→ **TASKS FOR THIS EXERCISE**:
• A. Decide whether each statement agrees with the Minecraft forum thread below, answering yes or no and quoting the deciding words: (i) rezberri got Minecraft in 2012; (ii) xara has played Minecraft often; (iii) silasthevillager thinks a tool stronger than diamond is needed.
• B. Write the next posts of the Minecraft forum thread, picking up after its final post.

→ **TEXT PASSAGE**:
= = = = =

Heck yeah! I mainly play alone and in creative mode. I just love to build... I have't played in a while. Maybe I should pick it back up. MAYBE just maybe I'll try survival mode!


----------



## xara (Feb 14, 2020)

i’ve honestly never played minecraft as it doesn’t really seem like a game i’d like lol


----------



## rezberri (Feb 15, 2020)

i got it in 2012 and i have it on literally every device i can play it on but i never play it.


----------



## silasthevillager (Feb 19, 2020)

Anyone else dislike Netherite? The rest of 1.16 is looking good so far but I don't think a tool stronger than diamond is necessary


----------



## Rhythrin (Feb 19, 2020)

I really love minecraft, but I haven't played it in a long time because I prefer playing it with other people and I have no one to play with rn :<


----------



## Tigoma_ (Feb 19, 2020)

I _love_ minecraft! It's one of those games that I go through phases of being obsessed with, and although I haven't played in a while it's still definitely one of my favourite games :3


----------



## pinkfawn (Feb 19, 2020)

I have it because my boyfriend is really into it, but I haven't played for more than just a couple of hours. I see so many people with beautiful mods and I want to do the same but my laptop just can't handle it so I usually follow different tumblr pages to get "inspired" but I never play.

= = = = =

→ **PROVIDED INFORMATION**:
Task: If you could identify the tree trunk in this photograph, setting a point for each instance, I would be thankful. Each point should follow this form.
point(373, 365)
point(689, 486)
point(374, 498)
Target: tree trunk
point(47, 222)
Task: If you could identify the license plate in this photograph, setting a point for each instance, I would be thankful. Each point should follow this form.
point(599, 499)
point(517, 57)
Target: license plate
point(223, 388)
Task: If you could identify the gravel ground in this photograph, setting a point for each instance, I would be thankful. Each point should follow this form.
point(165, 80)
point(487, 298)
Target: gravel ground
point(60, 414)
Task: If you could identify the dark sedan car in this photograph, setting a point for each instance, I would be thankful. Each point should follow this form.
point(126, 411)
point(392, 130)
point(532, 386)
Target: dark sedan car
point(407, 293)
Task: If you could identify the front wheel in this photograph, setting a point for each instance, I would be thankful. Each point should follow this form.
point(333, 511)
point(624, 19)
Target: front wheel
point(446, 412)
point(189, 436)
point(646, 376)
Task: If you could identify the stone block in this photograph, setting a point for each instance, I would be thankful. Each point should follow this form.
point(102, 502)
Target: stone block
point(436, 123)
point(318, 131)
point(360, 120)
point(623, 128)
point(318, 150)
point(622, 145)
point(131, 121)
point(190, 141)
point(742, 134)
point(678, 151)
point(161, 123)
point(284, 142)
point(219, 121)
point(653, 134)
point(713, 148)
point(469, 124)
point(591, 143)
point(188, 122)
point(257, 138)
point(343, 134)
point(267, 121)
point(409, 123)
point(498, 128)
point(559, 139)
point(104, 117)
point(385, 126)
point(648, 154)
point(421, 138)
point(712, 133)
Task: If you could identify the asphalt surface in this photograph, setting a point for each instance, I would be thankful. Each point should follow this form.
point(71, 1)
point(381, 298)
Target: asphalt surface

= = = = =

→ **ANSWERS FOR THE EXERCISE**:
• A.
(i) Yes: "i got it in 2012"
(ii) No: "i’ve honestly never played minecraft"
(iii) No: "I don't think a tool stronger than diamond is necessary"

• B.
----------



## Hazeltuft (Feb 19, 2020)

it's pretty dope, i prefer to play it with friends. 
i haven't played it in a while, and i never really got into it into it- since i suck at ideas rip 
i've always wanted to build a horse stable on there though!


----------



## SmoochsPLH (Feb 20, 2020)

I love Minecraft especially survival mode! I have a whole world for pikachu pixel art, general pixel art, creative with my bro, and my survival world! I just wish Xbox mode had custom skins. I really worry we're not gonna get custom skins cause of this character creator thing they came out with.


----------



## Payvia (Feb 23, 2020)

I love Minecraft, I try to keep tutorial worlds and old worlds I kept from a while ago. I've always wanted to make a Minecraft city, although I never get enough time to make one. My favorite thing I've made in Minecraft would probably be my Eiffel Tower or my school!


----------



## Beanz (May 1, 2020)

I like it I’ve been playing for 5 years. I used to play a lot and usually just build houses and try and make my world look pretty. Sometimes after awhile it gets boring tho


----------



## Lissly (May 13, 2020)

I find myself loving this game is stages. It definitely will always be a nice time waster, however... I lose my patience quickly on making my builds look nice.


----------



## Vikaela (May 13, 2020)

Minecraft is always fun!


----------



## therandompuppy (Jun 26, 2020)

Yes i enjoy it a lot! I can’t even count how many hours I’ve put into the game


----------



## SmoochsPLH (Jul 18, 2020)

Yessss most of my family does! My bro loves the pc version and playing in realms, my mom loves to build houses and stuff, and I love making pixel art and playing survival!


----------



## Ananas Dragon (Jul 19, 2020)

Mostly when I do, creative mode


----------



## Cosmic-chan (Jul 19, 2020)

Minecraft is the god of all games-


----------



## InstantNoodles (Jul 19, 2020)

I really enjoy building and mining for diamonds especially if I’m playing with my SO and our friends. I do find it to be quite overwhelming though


----------



## Jhine7 (Jul 19, 2020)

Never played it and never will. Just not a game for me.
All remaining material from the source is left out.